### Vorgegebener Text
4. Über eine Vorlage des Hessischen Landessozialgerichts (1 BvL 1/09)
und über zwei Vorlagen des Bundessozialgerichts (1 BvL 3/09 und 1 BvL
4/09) zu der Frage, ob die Höhe der Regelleistung zur Sicherung des
Lebensunterhalts für Erwachsene und Kinder bis zur Vollendung des 14.
Lebensjahres im Zeitraum vom 1. Januar 2005 bis zum 30. Juni 2005 nach §
20 Abs. 1 bis 3 und nach § 28 Abs. 1 Satz 3 Nr. 1 Alt. 1 SGB II mit dem
Grundgesetz vereinbar ist, hat der Erste Senat des
Bundesverfassungsgerichts am 20. Oktober 2009 verhandelt. Die diesen
Vorlagen zugrundeliegenden Ausgangsverfahren sind in der
Pressemitteilung zur mündlichen Verhandlung (Nr. 96/2009 vom 19. August
2009) im Einzelnen dargestellt.
II. Die Entscheidung des Bundesverfassungsgerichts
Der Erste Senat des Bundesverfassungsgerichts hat entschieden, dass die
Vorschriften des SGB II, die die Regelleistung für Erwachsene und Kinder
betreffen, nicht den verfassungsrechtlichen Anspruch auf Gewährleistung
eines menschenwürdigen Existenzminimums aus Art. 1 Abs. 1 GG in
Verbindung mit Art. 20 Abs. 1 GG erfüllen. Die Vorschriften bleiben bis
zur Neuregelung, die der Gesetzgeber bis zum 31. Dezember 2010 zu
treffen hat, weiter anwendbar. Der Gesetzgeber hat bei der Neuregelung
auch einen Anspruch auf Leistungen zur Sicherstellung eines
unabweisbaren, laufenden, nicht nur einmaligen, besonderen Bedarfs für
die nach § 7 SGB II Leistungsberechtigten vorzusehen, der bisher nicht
von den Leistungen nach §§ 20 ff. SGB II erfasst wird, zur
Gewährleistung eines menschenwürdigen Existenzminimums jedoch zwingend
zu decken ist. Bis zur Neuregelung durch den Gesetzgeber wird
angeordnet, dass dieser Anspruch nach Maßgabe der Urteilsgründe
unmittelbar aus Art. 1 Abs. 1 GG in Verbindung mit Art. 20 Abs. 1 GG zu
Lasten des Bundes geltend gemacht werden kann.

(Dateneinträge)
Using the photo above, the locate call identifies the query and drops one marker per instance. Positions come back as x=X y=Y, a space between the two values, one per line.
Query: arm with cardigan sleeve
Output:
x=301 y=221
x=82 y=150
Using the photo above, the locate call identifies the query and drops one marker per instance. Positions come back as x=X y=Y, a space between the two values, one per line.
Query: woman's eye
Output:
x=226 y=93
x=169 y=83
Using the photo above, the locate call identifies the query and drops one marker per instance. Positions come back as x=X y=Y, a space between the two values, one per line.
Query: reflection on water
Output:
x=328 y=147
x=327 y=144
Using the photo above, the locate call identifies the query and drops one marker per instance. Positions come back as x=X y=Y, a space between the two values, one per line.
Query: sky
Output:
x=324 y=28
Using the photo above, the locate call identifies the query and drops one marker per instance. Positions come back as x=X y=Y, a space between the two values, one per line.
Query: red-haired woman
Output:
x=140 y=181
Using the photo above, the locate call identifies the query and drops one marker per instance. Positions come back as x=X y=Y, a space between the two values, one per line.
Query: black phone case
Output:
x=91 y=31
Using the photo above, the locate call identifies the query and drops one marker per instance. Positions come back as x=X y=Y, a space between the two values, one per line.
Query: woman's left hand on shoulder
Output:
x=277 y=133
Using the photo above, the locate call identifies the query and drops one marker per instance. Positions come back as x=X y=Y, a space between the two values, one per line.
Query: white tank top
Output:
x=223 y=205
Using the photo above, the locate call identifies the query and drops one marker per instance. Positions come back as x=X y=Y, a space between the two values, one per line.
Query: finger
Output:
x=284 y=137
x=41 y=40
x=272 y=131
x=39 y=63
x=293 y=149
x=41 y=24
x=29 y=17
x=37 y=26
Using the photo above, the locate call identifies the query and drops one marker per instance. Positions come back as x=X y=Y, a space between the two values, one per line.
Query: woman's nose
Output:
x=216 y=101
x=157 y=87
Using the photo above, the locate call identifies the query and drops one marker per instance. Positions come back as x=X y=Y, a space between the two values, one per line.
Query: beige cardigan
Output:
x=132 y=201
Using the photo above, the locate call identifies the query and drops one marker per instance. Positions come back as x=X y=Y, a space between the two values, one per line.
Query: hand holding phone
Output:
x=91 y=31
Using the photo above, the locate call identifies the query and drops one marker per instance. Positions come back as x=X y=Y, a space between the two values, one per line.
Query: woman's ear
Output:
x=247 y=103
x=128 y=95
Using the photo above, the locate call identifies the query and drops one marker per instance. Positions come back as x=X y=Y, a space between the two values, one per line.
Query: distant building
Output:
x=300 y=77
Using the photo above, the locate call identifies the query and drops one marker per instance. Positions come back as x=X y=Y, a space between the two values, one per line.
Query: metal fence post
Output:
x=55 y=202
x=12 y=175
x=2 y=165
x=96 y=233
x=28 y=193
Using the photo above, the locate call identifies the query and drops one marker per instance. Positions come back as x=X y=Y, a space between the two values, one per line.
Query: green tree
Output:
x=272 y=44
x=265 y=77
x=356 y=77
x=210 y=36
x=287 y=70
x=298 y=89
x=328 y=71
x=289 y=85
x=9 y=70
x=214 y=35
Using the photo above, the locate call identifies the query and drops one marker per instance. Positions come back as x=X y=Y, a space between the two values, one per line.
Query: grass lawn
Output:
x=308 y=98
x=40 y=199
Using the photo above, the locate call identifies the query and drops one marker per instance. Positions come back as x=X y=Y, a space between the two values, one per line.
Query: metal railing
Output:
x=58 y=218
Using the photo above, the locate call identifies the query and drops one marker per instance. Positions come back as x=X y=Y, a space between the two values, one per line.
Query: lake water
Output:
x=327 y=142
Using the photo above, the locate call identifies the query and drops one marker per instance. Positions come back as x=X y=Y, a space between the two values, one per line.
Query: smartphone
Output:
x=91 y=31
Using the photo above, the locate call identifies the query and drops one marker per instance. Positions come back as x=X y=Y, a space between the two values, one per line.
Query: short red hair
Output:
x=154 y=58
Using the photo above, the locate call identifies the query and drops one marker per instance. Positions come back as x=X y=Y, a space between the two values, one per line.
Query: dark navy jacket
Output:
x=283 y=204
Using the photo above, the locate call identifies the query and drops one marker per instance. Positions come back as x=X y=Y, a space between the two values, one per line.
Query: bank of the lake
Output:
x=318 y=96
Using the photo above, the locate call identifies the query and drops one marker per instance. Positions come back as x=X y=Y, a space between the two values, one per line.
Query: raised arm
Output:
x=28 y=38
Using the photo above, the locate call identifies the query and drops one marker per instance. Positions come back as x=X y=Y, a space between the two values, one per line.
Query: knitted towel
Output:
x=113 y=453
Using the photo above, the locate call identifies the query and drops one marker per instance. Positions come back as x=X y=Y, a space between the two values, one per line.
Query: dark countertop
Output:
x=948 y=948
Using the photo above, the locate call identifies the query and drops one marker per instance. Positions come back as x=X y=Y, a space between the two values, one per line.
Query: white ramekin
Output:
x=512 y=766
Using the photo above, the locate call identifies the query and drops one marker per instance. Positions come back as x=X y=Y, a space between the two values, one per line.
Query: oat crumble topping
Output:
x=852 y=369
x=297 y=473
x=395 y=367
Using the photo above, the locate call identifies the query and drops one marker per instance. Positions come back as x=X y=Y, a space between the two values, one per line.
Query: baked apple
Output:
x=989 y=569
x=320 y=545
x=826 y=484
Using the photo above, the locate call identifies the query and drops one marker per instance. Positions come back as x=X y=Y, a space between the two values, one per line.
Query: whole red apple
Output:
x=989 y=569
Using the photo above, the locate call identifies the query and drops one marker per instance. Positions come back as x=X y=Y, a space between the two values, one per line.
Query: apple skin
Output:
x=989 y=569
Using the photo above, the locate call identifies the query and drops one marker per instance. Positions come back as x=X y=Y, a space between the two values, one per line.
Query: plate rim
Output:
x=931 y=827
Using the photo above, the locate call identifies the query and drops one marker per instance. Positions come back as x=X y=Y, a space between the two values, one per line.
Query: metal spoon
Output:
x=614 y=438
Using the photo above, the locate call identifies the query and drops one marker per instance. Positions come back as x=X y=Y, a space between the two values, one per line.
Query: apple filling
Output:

### Ziel A
Gib den vorgegebenen Text wieder, beginnend bei „4. Über eine“ und endend bei „im Einzelnen dargestellt.“. Ersetze dabei „Pressemitteilung“ durch „Mitteilung“.
### Ziel B
Fasse den vorgegebenen Text in drei Sätzen zusammen.
Die Auflistung ist für die Aufgaben ohne Belang.

### Lösung A
4. Über eine Vorlage des Hessischen Landessozialgerichts (1 BvL 1/09)
und über zwei Vorlagen des Bundessozialgerichts (1 BvL 3/09 und 1 BvL
4/09) zu der Frage, ob die Höhe der Regelleistung zur Sicherung des
Lebensunterhalts für Erwachsene und Kinder bis zur Vollendung des 14.
Lebensjahres im Zeitraum vom 1. Januar 2005 bis zum 30. Juni 2005 nach §
20 Abs. 1 bis 3 und nach § 28 Abs. 1 Satz 3 Nr. 1 Alt. 1 SGB II mit dem
Grundgesetz vereinbar ist, hat der Erste Senat des
Bundesverfassungsgerichts am 20. Oktober 2009 verhandelt. Die diesen
Vorlagen zugrundeliegenden Ausgangsverfahren sind in der
Mitteilung zur mündlichen Verhandlung (Nr. 96/2009 vom 19. August
2009) im Einzelnen dargestellt.

### Lösung B
Der Erste Senat des Bundesverfassungsgerichts hat am 20. Oktober 2009 über drei Vorlagen zu der Frage verhandelt, ob die Höhe der Regelleistung nach dem SGB II für Erwachsene und für Kinder bis zur Vollendung des 14. Lebensjahres vom 1. Januar bis 30. Juni 2005 mit dem Grundgesetz vereinbar ist. Er hat entschieden, dass die Vorschriften den verfassungsrechtlichen Anspruch auf Gewährleistung eines menschenwürdigen Existenzminimums nicht erfüllen, aber bis zu einer Neuregelung anwendbar bleiben, die der Gesetzgeber bis zum 31. Dezember 2010 treffen muss und die auch einen Anspruch auf Leistungen für einen unabweisbaren, laufenden, besonderen Bedarf vorsehen muss. Bis dahin kann dieser Anspruch unmittelbar aus Art. 1 Abs. 1 GG in Verbindung mit Art. 20 Abs. 1 GG zu Lasten des Bundes geltend gemacht werden.